Data entries

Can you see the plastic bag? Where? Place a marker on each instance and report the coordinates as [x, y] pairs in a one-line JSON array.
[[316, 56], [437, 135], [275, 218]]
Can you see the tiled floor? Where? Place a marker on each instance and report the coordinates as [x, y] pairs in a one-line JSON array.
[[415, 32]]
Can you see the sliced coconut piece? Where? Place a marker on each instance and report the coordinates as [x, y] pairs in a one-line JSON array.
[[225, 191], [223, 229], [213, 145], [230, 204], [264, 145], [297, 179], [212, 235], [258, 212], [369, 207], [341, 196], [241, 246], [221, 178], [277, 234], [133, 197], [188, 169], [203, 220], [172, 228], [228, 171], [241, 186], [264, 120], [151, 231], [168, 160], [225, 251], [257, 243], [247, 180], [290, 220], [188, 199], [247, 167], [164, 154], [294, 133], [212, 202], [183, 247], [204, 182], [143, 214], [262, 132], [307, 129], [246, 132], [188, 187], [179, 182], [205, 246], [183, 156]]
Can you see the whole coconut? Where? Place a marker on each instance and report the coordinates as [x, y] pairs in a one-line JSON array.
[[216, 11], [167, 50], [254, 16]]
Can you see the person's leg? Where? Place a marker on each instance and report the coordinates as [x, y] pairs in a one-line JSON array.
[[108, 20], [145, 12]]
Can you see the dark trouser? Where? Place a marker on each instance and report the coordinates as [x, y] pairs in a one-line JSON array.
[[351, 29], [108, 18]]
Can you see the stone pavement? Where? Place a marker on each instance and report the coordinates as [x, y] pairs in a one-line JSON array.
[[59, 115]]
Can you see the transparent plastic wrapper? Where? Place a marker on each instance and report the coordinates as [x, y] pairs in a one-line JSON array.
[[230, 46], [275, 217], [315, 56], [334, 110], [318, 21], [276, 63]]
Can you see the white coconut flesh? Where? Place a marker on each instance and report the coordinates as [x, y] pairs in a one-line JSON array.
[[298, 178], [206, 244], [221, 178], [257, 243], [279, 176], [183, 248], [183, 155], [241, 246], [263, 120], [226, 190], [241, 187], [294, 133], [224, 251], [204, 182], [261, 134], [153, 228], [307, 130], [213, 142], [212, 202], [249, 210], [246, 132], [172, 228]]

Exercise instructions:
Print out the records exactly as they were entered.

Answer:
Can you see the plastic bag? Where? Place a marker on each instance and report the coordinates as [x, y] pairs in a one-line JSON array.
[[316, 56], [437, 135], [275, 218]]
Can you see the tiled floor? Where? Place a marker on each instance and report the coordinates as [x, y] pairs in a one-line JSON array.
[[415, 32]]
Can you see the sliced coconut piece? Where? Place a marker on each instance and report the coordinates as [x, y] pairs in a one-line JSON array.
[[225, 191], [223, 229], [213, 145], [230, 204], [264, 145], [297, 179], [212, 235], [258, 212], [369, 207], [341, 196], [241, 246], [221, 178], [277, 234], [133, 197], [188, 169], [203, 220], [172, 228], [228, 171], [241, 186], [264, 120], [151, 231], [168, 160], [225, 251], [257, 243], [247, 180], [290, 220], [188, 199], [247, 167], [164, 154], [294, 133], [212, 202], [183, 247], [204, 182], [143, 214], [262, 132], [307, 129], [246, 132], [188, 187], [179, 182], [205, 246], [183, 156]]
Can you see the whole coconut? Where? Place a marker on each instance and report the coordinates as [x, y] pairs in a one-line JSON array.
[[216, 11], [167, 50], [254, 16]]
Can you see the person's leg? Where? Place a marker on each instance and report the coordinates as [x, y] pairs in a one-line JSON array.
[[108, 20], [145, 12]]
Can you see the dark trouser? Where? Place a marker on each instance and report the coordinates as [x, y] pairs in a one-line JSON array.
[[351, 29], [108, 18]]
Can you see the stone pavement? Where? Place a marker on each instance and report the coordinates as [x, y] pairs in a one-line JSON array.
[[59, 115]]
Can you see the transparent plastic wrapper? Where? Place a marker on each instance and report the coordinates as [x, y] pairs in a one-line JSON array.
[[230, 46], [275, 217], [315, 56], [334, 110], [318, 21], [276, 63]]
Can you see the white coconut flesh? Where? Place a marker on each instance and report the coordinates as [x, y] pairs in a one-line JSON array.
[[298, 178], [206, 244], [221, 178], [257, 243], [279, 176], [183, 248], [183, 155], [241, 246], [263, 120], [226, 190], [241, 187], [294, 133], [224, 251], [204, 182], [261, 134], [153, 228], [307, 130], [213, 142], [212, 202], [249, 210], [246, 132], [172, 228]]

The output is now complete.